**DOCUMENTO DE ORIGEN**
::::

(Artículo publicado en revista ‘Ñaque’, Ciudad Real (España); nº. 19, abril 2001)
Domingo, 07 de enero de 2001
El don de don Cosme
Por cierto que -y ya que te he mencionado a mi hermano en alguna carta-, hablando el otro día con él, se me ocurrió mentar a don Cosme y mi hermano, que no lo había tenido como maestro, pero que lo conocía, me endilgó: “¿Aquel maestro de quien todo el mundo se reía?... no sé por qué.”
En casi todas las misivas que hasta ahora te he enviado, Kike, he invertido bastante esfuerzo en exponer de la manera más atractiva posible los conceptos que he creído que debía explicar. No es de extrañar pues, que en la carta anterior, la de don Cosme, la idea que pretendía exponer estuviera impregnada de la ternura que emana el entrañable individuo, lo que puede conducir a una apresurada sensación de haber comprendido enseguida lo que allí se dice y a la aceptación inmediata de su contenido, por pura empatía, aunque sólo sea en la parte más superficial de cuanto pretendía proponer como reflexión. En resumidas cuentas, puede que fuese una carta conmovedora por la simpatía que desprende el personaje y que, por lo tanto, provocase cierto trato de favor y parcialidad; pero, yo no me conformo; que don Cosme y lo que representa se lleven la razón gracias a la benevolencia, no les haría ninguna merced ni tampoco si, para llevármela yo, los utilizara como seres necesitados de conmiseración.
¿Cómo hacerlo entonces, Kike?, porque, en estos pagos, quien no conmueve, no mama. Y, además, metidos en harina, se hace muy difícil que nos lean tanto a ti como a mí, si no adornamos, conmovemos, sugestionamos... ¡Pues, no! En esta ocasión, si no quieren, que no nos lean, porque yo seguiré fiel a mi vieja proposición dramático-pedagógica tantas veces hablada entre nosotros: si hay algo importante en esta vida es el acto de transmisión de esa actitud del maestro por la que nos muestra sus ganas de vencer los temores y dificultades para adquirir conocimientos y valores, combinando en cada momento el trance de enseñar con el de aprender; actitud que precisa de cierto esfuerzo y de algo de entusiasmo por ambas partes; en nuestra circunstancia, por parte del posible lector y por nuestra parte.

::::

**COMPLETA LO SIGUIENTE**
1. Indica si cada una de estas afirmaciones concuerda con el artículo sobre don Cosme, respondiendo sí o no y citando las palabras del artículo que lo deciden: (a) el hermano del autor tuvo a don Cosme como maestro; (b) el autor se dirige a alguien llamado Kike; (c) el artículo apareció en el número 19 de la revista ‘Ñaque’.
2. ¿Qué fecha figura en el artículo sobre don Cosme?
3. Retoma el artículo sobre don Cosme y continúalo a partir de su última oración.
Los datos proceden de una fuente distinta a la del artículo sobre don Cosme.

**MATERIAL PROPORCIONADO**
::::

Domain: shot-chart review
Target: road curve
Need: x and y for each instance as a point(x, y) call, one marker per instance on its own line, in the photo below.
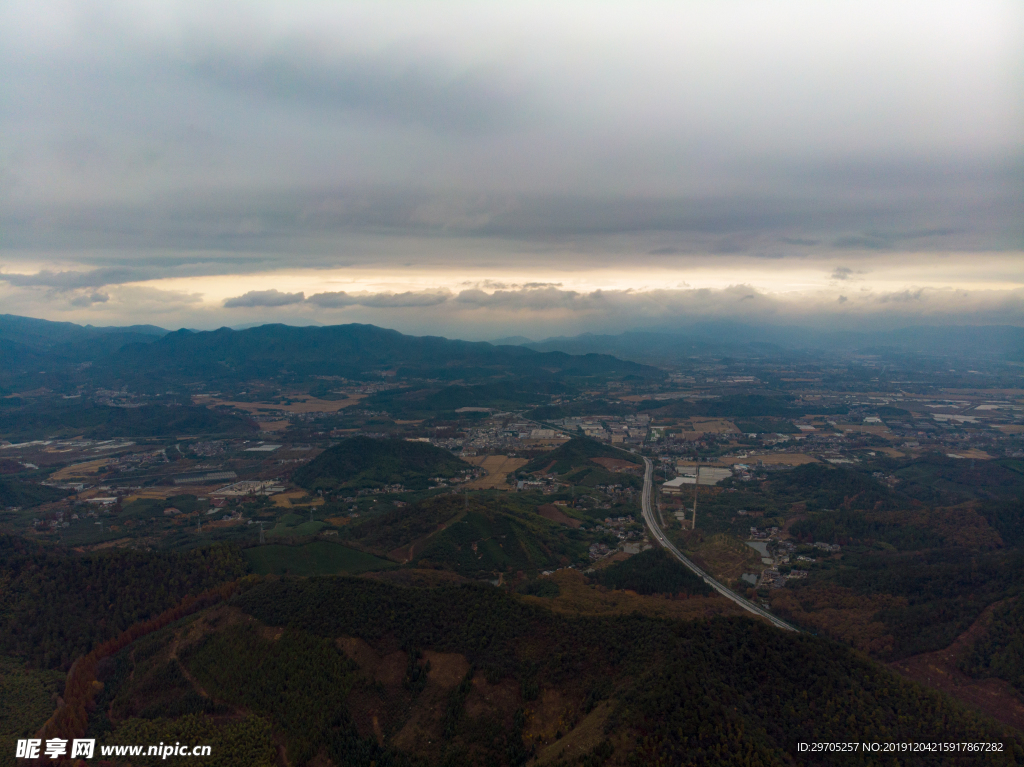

::::

**RESPUESTAS**
1.
(a) No: "que no lo había tenido como maestro, pero que lo conocía".
(b) Sí: "En casi todas las misivas que hasta ahora te he enviado, Kike".
(c) Sí: "nº. 19, abril 2001".

2. Domingo, 07 de enero de 2001.

3.
No sé si de lo que hablamos tú y yo se puede desprender alguna enseñanza, Kike. Está claro que yo aprendo un montón y aprendo a esforzarme, porque soy bastante holgazán, aprendo a entusiasmarme, sin que mi entusiasmo “m’ensiegue”, a poder ser. Comprendo que el colectivo que normalmente lee nuestras cartas es un colectivo muy machacado por el trabajo y que le viene bien la historieta divertida, amable; pero hoy no toca. Lo aviso. Intentaremos proporcionarle la mayor amenidad posible, pero no vamos a poder hacer todo el esfuerzo tú y yo, Kike, ¡digo!
Y aquí viene ni que pintiparado lo de ‘No hay mal que por bien no venga’, que es uno de mis refranes favoritos; un refrán que debería reclamar mucha más atención de quien haga ‘cosas’ en público, lo que sea, piruetas, como es nuestro caso, Kike, al consentir que nuestras cartas se conviertan en artículos y sean publicadas, porque, pasa como en todos los asuntos que pueden contemplar otros, que van y por una de aquellas los leen y les produce una impresión y, a renglón seguido, aparece el juicio, la crítica.
Y vengo a decir esto, lo que te acabo de decir, que no hay mal que por bien no venga, porque una vez concluida la última carta-artículo, la de don Cosme, se la di a leer a un buen amigo mío relacionado con el mundo de la educación, a quien mantendremos en el anonimato y el tal amigo y no hay mejor amigo, lo reconozco, que aquel que hace el esfuerzo de no darte la razón, me advertía que el ejemplo que había elegido para ilustrar el concepto de interdisciplinariedad, no estaba bien elegido, ya que el buen don Cosme sólo se dedicaba a enseñar Matemáticas; varios conceptos, pero todos de una misma disciplina.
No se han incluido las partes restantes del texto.